| Given task |
Starting with the line that contains "Retail shelf audit — identify every car window" and going on through the last of the lines below, write those lines out again in full, shifting every bounding-box coordinate in the answers by -123.

#### Dataset records

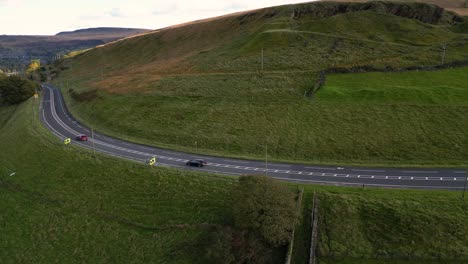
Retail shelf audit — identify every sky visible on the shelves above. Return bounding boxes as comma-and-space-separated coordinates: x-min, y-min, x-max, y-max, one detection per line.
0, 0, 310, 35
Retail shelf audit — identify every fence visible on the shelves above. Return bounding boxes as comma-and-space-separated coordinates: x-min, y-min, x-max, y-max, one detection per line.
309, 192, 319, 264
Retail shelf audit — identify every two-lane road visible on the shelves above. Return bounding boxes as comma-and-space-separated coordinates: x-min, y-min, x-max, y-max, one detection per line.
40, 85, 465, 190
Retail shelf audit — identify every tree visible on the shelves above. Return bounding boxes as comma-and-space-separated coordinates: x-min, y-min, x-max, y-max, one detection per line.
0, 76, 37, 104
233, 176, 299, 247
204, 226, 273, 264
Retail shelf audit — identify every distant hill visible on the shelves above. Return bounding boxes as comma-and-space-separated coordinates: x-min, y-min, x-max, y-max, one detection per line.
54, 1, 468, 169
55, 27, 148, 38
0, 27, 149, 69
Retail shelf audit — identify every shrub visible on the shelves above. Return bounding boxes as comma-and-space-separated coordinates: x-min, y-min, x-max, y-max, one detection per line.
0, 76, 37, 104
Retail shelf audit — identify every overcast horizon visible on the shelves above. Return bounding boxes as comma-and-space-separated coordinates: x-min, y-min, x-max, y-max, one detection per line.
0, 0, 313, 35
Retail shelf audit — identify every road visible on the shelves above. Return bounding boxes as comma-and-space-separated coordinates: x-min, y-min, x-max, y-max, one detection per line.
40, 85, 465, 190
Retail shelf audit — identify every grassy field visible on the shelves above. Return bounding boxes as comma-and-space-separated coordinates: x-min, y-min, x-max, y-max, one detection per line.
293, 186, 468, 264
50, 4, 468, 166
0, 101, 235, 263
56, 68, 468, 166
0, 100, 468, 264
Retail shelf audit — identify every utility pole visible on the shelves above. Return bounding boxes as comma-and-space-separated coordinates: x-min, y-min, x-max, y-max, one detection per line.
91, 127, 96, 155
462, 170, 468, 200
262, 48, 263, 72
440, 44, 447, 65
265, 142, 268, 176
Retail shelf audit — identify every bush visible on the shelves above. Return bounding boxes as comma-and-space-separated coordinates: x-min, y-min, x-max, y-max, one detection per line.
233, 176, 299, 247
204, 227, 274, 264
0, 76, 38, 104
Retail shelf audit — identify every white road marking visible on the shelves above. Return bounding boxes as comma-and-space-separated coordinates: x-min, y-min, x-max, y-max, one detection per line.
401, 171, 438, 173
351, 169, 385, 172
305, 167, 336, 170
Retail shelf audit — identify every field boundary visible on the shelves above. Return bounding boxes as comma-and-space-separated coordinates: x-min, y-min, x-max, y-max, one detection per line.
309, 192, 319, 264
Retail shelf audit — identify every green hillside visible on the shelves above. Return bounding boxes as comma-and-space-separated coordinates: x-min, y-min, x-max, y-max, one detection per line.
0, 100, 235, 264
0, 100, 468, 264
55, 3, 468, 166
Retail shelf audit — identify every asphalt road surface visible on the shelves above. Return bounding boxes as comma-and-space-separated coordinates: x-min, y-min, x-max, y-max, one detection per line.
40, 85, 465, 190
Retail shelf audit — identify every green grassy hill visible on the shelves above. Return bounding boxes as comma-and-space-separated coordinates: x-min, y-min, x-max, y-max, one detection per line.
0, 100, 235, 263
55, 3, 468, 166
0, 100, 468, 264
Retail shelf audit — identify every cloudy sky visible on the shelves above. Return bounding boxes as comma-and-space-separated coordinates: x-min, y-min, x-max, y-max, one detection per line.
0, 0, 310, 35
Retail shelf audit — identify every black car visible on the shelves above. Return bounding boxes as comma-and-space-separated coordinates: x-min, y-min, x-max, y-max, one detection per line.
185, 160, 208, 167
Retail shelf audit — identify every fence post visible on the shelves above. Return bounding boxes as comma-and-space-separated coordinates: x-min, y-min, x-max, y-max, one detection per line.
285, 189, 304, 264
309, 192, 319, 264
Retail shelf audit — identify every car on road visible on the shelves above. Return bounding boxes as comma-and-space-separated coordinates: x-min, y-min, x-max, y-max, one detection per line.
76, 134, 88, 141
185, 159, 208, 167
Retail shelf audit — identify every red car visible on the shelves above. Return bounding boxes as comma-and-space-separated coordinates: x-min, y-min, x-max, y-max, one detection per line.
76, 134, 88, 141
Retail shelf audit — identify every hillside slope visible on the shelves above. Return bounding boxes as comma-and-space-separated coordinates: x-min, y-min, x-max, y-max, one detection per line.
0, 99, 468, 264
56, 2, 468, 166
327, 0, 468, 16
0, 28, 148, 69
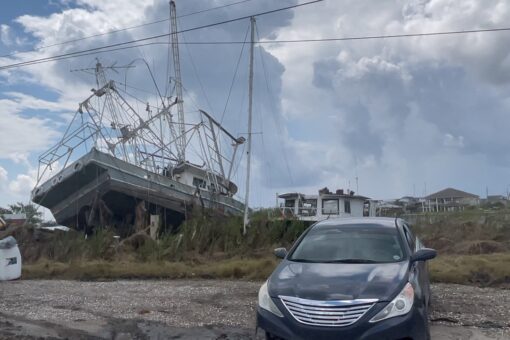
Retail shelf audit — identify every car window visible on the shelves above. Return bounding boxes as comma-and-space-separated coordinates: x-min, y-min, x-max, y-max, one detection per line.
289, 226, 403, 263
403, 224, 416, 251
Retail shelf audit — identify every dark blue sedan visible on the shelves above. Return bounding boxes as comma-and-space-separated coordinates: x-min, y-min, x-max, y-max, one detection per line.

########

| Result below |
Retail shelf audit — identify every car window visible on the shelves above. Return bounding boxes as comma-and-space-separated coordinates: x-min, y-min, x-max, y-max, one detection per line.
166, 103, 280, 140
280, 101, 293, 128
Retail shelf audit — identify every dark blue sedan visible on the shelves above. Return bounding boxes as comma-and-space-separated coordinates: x-min, y-min, x-max, y-max, one detection per line.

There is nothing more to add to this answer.